▸ **PROVIDED TEXT**
The Twilight of Atheism: The Rise and Fall of Disbelief in the Modern World
- Author: Alister McGrath
- Language: English
- Subject: Atheism History
- Publisher: Doubleday
- Publication date: 2004
- Publication place: US
- Media type: Print
- Pages: 306
- ISBN: 0-385-50061-0
- OCLC: 52705976
- Dewey Decimal: 211/.8/09 22
- LC Class: BL2747.3 .M355 2004

= The Twilight of Atheism =

2004 book by Alister McGrath

The Twilight of Atheism: The Rise and Fall of Disbelief in the Modern World is a book by Christian theologian and apologist Alister McGrath which traces the perceived decline of secular thought over the last two centuries.

McGrath states that the book is an expanded form of a speech he gave at a debate in February 2002 at the Oxford Union.

==Reception==

- John Gray in The Independent said "The decline of secular thought is the subject of Alister McGrath's provocative and timely The Twilight of Atheism. (...) His aim is not so much to analyse atheism as demolish its intellectual credentials, and in this he is largely successful. (...) At the same time, his zeal as a Christian apologist gives his argument a strident and parochial tone. McGrath's difficulties begin when he tries to define atheism."

▸ **GOALS**
a) From the text about The Twilight of Atheism, return the passage from "2004 book by" to "last two centuries.".
b) Name every organization mentioned in the text about The Twilight of Atheism.

▸ **GIVEN DATA**
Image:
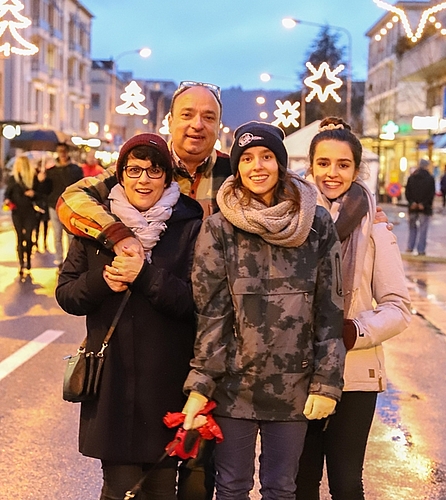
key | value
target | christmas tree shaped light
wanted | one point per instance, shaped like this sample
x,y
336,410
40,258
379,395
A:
x,y
19,22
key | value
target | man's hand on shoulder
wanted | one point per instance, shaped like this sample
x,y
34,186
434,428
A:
x,y
128,243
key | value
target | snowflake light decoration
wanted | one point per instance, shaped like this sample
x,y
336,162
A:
x,y
329,90
16,22
286,114
400,15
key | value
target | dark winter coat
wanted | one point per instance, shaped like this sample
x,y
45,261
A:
x,y
60,178
148,357
24,205
420,189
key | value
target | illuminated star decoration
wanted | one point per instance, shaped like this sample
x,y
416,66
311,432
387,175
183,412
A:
x,y
286,114
165,126
330,76
20,22
132,98
427,15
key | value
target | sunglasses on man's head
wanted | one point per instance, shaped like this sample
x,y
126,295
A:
x,y
184,85
215,89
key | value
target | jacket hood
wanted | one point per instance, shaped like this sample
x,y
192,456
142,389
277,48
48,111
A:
x,y
186,208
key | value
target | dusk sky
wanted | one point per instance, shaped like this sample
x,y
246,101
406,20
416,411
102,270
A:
x,y
227,42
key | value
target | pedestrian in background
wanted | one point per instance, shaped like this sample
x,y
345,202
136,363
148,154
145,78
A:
x,y
60,176
269,344
23,192
43,214
199,169
376,308
148,356
420,193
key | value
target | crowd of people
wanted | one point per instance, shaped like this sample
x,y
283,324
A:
x,y
251,287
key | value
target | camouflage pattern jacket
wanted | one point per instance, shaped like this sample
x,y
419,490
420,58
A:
x,y
269,320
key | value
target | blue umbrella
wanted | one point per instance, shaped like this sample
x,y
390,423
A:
x,y
40,140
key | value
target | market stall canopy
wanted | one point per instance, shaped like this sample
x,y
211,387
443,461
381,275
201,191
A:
x,y
298,146
40,140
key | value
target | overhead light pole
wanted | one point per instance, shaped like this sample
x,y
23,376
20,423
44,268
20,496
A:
x,y
290,22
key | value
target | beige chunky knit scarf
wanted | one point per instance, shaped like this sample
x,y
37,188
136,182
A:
x,y
280,224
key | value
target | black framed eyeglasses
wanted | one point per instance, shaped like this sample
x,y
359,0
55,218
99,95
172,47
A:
x,y
187,84
135,172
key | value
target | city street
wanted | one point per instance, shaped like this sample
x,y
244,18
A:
x,y
406,457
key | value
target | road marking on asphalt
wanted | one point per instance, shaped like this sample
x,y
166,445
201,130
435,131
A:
x,y
26,352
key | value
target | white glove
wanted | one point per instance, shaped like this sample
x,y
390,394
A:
x,y
318,407
194,404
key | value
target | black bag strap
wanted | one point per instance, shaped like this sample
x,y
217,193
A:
x,y
118,314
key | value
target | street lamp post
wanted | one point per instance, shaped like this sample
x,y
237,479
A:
x,y
291,23
144,52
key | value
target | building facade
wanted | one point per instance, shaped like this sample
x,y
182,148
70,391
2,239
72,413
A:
x,y
406,84
51,88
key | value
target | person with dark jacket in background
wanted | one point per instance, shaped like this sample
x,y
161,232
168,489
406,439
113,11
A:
x,y
24,189
148,356
199,169
420,193
63,174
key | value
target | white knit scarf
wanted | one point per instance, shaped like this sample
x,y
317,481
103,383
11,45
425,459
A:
x,y
280,224
149,225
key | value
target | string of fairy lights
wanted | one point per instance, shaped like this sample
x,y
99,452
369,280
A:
x,y
428,15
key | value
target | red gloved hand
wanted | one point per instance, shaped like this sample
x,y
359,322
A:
x,y
187,443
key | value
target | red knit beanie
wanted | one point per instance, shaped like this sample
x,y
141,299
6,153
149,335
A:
x,y
151,140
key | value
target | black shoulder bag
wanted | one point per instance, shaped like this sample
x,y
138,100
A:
x,y
83,371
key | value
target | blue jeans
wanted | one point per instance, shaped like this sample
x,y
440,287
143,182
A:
x,y
281,446
418,226
119,478
342,443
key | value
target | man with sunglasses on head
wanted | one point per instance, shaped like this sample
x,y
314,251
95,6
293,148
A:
x,y
199,169
194,123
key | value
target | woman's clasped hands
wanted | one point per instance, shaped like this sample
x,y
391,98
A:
x,y
123,270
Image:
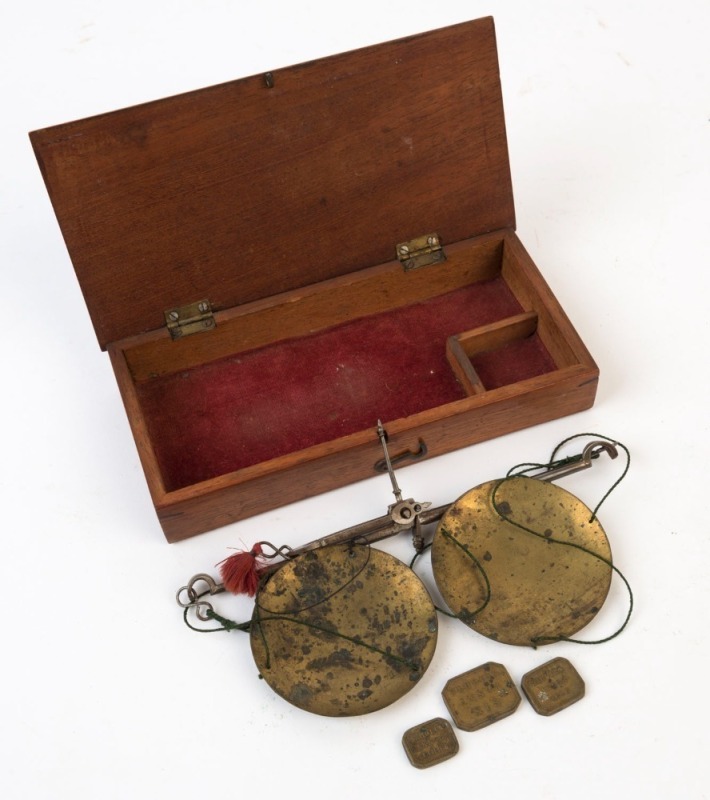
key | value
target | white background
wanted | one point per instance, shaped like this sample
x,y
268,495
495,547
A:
x,y
103,692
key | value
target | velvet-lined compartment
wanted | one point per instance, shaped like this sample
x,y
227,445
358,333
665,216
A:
x,y
235,412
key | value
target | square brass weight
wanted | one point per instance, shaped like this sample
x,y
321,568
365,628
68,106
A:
x,y
481,696
430,743
553,686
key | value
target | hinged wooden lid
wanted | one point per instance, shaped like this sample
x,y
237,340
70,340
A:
x,y
268,183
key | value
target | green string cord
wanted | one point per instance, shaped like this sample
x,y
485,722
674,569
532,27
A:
x,y
519,471
478,564
230,625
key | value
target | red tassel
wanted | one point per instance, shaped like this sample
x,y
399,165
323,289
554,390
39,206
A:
x,y
240,572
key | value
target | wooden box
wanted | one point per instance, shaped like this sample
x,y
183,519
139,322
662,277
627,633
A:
x,y
275,263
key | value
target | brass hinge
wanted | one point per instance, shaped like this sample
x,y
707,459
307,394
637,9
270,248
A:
x,y
421,252
186,320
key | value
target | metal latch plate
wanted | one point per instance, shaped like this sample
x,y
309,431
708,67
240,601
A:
x,y
421,252
186,320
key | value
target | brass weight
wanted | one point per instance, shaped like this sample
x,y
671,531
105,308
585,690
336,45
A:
x,y
343,630
541,590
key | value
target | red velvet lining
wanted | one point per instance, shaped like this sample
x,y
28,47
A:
x,y
278,399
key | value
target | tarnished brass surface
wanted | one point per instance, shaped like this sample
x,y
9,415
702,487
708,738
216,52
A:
x,y
553,686
481,696
343,630
430,743
540,590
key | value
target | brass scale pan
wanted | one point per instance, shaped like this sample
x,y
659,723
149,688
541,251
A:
x,y
342,629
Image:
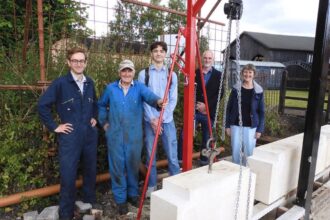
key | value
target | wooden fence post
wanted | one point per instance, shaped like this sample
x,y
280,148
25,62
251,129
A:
x,y
281,103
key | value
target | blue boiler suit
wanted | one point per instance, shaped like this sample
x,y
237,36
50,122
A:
x,y
124,113
76,108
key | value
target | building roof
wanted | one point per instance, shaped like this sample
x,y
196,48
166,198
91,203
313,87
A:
x,y
260,63
284,42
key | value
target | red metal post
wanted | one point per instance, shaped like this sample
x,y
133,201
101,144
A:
x,y
41,42
189,107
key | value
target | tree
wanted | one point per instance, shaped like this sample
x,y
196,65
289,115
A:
x,y
153,23
126,28
62,18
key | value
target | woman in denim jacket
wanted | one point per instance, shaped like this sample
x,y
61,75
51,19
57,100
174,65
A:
x,y
253,114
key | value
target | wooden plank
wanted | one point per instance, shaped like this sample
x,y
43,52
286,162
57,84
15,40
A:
x,y
295,213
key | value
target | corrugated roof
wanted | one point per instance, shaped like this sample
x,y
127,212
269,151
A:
x,y
286,42
260,63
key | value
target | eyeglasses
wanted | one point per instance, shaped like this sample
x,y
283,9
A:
x,y
75,62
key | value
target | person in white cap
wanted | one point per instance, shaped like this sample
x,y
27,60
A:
x,y
121,114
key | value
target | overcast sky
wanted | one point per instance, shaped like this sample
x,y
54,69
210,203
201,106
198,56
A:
x,y
294,17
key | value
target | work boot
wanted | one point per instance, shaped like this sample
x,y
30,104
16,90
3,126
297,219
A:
x,y
134,201
150,190
122,208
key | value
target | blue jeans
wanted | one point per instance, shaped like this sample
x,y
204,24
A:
x,y
170,146
202,119
248,140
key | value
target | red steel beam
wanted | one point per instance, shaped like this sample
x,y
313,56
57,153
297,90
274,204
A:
x,y
189,107
197,7
201,25
170,11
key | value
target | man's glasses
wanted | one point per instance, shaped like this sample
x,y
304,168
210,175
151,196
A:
x,y
75,62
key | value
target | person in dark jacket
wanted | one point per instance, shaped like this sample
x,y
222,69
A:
x,y
121,115
73,96
252,112
212,84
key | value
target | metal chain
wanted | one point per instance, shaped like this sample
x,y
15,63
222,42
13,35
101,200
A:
x,y
223,75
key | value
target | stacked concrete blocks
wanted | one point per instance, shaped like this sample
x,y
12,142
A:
x,y
197,194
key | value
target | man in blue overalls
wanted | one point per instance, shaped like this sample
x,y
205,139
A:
x,y
73,96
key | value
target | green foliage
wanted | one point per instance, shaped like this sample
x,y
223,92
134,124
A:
x,y
137,24
273,123
23,159
173,21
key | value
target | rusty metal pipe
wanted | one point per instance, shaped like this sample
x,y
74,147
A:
x,y
41,42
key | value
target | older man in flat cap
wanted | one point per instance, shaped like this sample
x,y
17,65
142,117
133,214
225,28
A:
x,y
121,114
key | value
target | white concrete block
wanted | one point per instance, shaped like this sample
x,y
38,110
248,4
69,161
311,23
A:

▸ **RESPONSES FOR EACH TASK**
a)
2004 book by Alister McGrath

The Twilight of Atheism: The Rise and Fall of Disbelief in the Modern World is a book by Christian theologian and apologist Alister McGrath which traces the perceived decline of secular thought over the last two centuries.

b)
- Doubleday
- Oxford Union
- The Independent